§ Exercise details:
Will you reproduce verbatim the stretch of the material below, from the line containing "Could you point to the apartment" through the end of the material?

§ Source material:
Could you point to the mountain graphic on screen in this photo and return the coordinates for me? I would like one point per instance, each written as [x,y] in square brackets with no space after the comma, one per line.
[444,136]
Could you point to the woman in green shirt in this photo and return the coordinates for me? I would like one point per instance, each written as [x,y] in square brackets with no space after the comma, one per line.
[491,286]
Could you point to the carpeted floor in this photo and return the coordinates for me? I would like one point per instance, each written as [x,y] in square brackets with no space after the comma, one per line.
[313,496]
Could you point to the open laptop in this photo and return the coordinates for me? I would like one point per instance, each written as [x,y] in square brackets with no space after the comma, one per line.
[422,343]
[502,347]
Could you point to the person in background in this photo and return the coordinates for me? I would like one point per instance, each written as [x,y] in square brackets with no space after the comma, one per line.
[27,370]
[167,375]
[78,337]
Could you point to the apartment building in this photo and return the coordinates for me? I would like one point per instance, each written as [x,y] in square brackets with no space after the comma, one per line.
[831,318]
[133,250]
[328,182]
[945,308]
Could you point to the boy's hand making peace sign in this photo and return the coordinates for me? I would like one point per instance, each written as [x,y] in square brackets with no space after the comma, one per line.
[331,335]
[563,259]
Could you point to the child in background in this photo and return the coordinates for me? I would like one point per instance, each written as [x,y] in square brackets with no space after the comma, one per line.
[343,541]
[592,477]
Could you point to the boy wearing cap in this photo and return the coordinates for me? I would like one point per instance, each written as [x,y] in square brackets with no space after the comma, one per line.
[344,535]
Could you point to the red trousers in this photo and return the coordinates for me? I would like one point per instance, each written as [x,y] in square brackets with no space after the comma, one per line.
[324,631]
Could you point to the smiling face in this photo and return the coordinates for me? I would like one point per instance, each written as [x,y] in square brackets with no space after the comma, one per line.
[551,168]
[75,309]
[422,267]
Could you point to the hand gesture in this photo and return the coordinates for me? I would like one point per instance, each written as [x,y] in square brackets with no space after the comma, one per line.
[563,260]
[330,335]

§ Task result:
Could you point to the apartment building in this photo and return the coordinates for me? I would like one point per instance, each written as [x,y] in square brackets with no space after the comma, one per line.
[831,318]
[133,250]
[328,182]
[945,308]
Could you point to the boy's hand making peace sign in this photo and return the coordinates for me? I would like one point per instance, each written as [x,y] in square brackets with no space after the comma, one per line.
[331,335]
[563,259]
Could you point to the child in background in this photo and return the coordinates for me? I would like one point per instance, each written as [x,y] in square brackets with no space after the comma, one per line.
[343,541]
[592,477]
Could you point to the boy wearing cap in this photo and return the coordinates for me? I would like one point per instance, each written as [x,y] in square brackets with no space after the comma, one per line.
[344,535]
Could you point to the red trousers in this photo and return the coordinates for me? I would like one point per instance, each written as [x,y] in square brackets with no space after the comma, one per line.
[324,631]
Could you point to the smiling face in this photo and return the coordinates for me? I would like one point per instance, each written as [x,y] in square brackets with no space after the comma, one per line.
[551,168]
[75,309]
[422,267]
Could you point to the hand gesture in this photo and return the coordinates for me? I would like one point per instance, each written as [x,y] in square brackets with no space after the comma, one per line.
[563,260]
[330,335]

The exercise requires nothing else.